EXERCISE GOAL:
Every line of the entries below from the one containing "Target: building facade" to the one containing "Guideline: one marker per instance of the paved", both ends included, must be written out exactly. No other line belongs in the answer.

[STORED DATA — start]

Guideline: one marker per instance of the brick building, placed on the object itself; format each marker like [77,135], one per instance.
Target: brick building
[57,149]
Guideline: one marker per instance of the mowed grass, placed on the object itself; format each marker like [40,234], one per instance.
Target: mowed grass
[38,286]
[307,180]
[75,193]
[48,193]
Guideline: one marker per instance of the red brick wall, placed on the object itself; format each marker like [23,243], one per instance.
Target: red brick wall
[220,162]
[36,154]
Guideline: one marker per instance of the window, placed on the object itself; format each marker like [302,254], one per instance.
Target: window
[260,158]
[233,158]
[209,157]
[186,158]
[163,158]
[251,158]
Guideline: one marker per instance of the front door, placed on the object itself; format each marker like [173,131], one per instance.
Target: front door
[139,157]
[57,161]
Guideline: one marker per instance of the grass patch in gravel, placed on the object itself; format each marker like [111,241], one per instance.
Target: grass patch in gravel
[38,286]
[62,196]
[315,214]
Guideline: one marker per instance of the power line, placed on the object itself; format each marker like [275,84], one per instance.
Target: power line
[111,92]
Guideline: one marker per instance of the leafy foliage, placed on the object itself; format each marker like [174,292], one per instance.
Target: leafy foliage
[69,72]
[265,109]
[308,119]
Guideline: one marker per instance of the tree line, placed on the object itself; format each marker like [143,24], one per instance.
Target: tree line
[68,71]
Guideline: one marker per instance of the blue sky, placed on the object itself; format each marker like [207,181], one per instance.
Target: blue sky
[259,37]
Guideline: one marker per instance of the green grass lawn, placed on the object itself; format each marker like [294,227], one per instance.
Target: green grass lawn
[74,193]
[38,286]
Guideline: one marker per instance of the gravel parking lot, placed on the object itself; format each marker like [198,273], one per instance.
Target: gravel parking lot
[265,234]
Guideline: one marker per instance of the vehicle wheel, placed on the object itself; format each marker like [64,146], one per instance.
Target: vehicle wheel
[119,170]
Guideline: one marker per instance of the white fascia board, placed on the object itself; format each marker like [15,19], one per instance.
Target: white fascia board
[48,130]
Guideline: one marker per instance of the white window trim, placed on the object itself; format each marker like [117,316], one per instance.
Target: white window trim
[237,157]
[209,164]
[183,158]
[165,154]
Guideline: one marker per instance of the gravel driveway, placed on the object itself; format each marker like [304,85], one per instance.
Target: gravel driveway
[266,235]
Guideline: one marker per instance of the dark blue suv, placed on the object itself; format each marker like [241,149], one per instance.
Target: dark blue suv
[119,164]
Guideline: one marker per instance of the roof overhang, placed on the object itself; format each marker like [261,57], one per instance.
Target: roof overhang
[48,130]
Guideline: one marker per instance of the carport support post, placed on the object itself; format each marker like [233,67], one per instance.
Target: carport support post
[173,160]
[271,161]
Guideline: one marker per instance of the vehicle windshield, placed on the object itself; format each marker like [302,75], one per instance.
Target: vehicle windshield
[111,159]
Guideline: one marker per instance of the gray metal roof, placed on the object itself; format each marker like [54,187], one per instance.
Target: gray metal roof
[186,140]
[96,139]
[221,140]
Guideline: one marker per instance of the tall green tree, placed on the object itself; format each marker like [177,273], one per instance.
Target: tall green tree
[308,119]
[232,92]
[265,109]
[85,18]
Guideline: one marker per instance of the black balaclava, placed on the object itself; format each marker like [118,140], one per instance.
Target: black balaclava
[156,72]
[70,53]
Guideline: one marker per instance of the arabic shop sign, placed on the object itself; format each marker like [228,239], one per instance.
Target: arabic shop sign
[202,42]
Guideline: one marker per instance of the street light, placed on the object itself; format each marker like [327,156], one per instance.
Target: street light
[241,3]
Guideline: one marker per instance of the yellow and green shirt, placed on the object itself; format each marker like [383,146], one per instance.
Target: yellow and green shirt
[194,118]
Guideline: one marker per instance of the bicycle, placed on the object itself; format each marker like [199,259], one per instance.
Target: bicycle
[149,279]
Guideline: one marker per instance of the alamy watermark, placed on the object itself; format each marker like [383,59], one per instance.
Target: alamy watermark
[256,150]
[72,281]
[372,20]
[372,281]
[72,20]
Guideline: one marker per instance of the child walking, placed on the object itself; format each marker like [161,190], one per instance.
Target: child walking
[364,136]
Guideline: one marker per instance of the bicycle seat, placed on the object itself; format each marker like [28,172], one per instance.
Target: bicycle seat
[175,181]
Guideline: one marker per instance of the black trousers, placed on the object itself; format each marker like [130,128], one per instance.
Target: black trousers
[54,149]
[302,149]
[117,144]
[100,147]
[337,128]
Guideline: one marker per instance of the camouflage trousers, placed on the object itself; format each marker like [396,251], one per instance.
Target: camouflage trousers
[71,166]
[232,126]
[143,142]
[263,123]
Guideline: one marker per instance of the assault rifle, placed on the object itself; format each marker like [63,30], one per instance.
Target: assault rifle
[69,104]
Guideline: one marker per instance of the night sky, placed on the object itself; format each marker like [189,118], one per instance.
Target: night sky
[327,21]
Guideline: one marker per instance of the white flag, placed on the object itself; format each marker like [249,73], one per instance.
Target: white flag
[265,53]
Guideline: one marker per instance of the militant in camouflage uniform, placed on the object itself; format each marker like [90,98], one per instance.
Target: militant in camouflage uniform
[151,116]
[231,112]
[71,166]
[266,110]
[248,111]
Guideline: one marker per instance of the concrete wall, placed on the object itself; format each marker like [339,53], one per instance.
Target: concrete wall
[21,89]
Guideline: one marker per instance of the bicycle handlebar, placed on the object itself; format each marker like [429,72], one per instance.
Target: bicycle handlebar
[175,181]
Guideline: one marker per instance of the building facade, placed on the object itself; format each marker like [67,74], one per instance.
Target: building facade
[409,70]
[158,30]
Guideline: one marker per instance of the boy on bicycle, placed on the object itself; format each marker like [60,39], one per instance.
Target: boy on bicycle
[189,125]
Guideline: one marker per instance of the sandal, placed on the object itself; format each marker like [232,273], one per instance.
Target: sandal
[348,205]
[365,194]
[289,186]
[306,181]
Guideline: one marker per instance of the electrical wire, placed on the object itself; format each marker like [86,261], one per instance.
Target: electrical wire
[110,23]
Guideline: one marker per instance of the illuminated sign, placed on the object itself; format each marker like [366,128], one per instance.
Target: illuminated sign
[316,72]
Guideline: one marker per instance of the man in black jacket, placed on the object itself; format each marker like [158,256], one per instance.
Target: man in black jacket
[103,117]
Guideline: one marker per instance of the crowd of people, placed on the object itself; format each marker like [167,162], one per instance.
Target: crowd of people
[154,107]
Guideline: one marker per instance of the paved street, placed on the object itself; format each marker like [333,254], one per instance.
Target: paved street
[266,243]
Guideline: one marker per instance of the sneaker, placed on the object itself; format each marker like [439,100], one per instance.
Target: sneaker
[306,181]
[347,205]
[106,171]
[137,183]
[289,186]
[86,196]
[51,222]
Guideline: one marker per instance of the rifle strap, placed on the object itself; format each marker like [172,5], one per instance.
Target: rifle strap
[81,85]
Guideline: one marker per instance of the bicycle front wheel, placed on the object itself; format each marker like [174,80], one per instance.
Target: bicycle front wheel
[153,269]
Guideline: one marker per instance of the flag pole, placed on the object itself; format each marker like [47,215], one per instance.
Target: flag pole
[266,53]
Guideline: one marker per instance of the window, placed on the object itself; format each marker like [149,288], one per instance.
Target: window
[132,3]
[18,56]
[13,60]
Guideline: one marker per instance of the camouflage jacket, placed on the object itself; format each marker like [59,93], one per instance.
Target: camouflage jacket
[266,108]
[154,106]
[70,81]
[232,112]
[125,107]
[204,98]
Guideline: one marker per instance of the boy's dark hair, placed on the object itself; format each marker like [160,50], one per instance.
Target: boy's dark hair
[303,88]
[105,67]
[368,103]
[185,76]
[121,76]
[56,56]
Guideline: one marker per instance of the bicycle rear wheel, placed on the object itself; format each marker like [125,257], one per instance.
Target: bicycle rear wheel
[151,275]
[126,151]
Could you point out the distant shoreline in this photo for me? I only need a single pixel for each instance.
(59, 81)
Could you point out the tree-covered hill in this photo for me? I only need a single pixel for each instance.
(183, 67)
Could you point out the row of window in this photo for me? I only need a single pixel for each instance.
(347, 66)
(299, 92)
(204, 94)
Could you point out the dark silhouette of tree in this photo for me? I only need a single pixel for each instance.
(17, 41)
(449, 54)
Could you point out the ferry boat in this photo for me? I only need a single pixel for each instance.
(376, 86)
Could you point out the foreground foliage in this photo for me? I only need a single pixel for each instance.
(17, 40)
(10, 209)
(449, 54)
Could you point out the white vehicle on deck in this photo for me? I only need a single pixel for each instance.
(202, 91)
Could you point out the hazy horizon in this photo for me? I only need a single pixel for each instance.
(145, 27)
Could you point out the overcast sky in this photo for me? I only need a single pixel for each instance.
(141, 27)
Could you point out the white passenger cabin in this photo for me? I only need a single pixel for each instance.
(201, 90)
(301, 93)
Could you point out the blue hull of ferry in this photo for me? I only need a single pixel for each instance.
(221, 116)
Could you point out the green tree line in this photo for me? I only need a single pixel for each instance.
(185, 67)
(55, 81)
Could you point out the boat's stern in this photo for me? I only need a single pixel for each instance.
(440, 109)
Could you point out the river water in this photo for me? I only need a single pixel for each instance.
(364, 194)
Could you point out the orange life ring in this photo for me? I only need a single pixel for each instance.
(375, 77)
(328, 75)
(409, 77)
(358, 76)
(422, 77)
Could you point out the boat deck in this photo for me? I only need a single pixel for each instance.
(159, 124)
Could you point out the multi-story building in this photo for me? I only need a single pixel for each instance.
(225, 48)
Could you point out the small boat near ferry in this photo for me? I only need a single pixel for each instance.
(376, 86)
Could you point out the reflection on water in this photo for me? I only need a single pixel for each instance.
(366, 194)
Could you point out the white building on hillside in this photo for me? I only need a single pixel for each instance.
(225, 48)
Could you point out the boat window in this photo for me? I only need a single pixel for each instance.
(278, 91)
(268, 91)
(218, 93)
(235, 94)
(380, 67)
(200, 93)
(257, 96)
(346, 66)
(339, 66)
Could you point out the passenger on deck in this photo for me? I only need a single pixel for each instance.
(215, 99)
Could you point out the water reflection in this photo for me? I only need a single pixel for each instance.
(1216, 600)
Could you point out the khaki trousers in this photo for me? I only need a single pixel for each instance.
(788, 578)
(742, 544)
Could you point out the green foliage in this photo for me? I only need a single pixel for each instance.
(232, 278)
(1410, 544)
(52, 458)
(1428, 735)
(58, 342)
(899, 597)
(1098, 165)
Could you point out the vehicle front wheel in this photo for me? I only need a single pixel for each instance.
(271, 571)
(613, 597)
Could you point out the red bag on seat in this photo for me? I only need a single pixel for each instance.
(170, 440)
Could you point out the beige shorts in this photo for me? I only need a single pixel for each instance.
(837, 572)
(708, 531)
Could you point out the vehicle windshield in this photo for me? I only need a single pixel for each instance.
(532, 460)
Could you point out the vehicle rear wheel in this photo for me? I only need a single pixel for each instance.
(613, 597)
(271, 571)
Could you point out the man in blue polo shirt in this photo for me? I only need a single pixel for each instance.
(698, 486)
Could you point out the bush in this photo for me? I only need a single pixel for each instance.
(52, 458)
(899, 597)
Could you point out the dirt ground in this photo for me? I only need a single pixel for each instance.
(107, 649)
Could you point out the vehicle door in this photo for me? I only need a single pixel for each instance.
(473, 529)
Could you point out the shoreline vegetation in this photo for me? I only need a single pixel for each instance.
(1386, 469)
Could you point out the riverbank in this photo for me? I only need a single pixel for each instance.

[STORED DATA — finish]

RESPONSE TO THIS TASK:
Target: building facade
[409,70]
[158,30]
Guideline: one marker per instance of the boy on bicycle, placed on the object itself; format each marker like [60,39], one per instance.
Target: boy on bicycle
[189,125]
Guideline: one marker per instance of the sandal, placed on the object itself; format each marker like [232,273], one per instance.
Target: sandal
[348,205]
[365,194]
[289,186]
[306,181]
Guideline: one marker per instance of the electrical wire, placed on the object itself; format each marker like [86,261], one per instance.
Target: electrical wire
[110,23]
Guideline: one marker per instance of the illuminated sign, placed on the object itself; format each marker like [366,128], one per instance.
Target: illuminated sign
[316,72]
Guideline: one marker per instance of the man in black jacket, placed on the object itself; format each marker like [158,256], one per instance.
Target: man in black jacket
[103,117]
Guideline: one marker per instance of the crowd of people, placed on the object itself; format each marker like [167,162], one per instance.
Target: crowd of people
[154,107]
Guideline: one marker per instance of the paved street, placed on the object itself; format each marker like [333,254], one per instance.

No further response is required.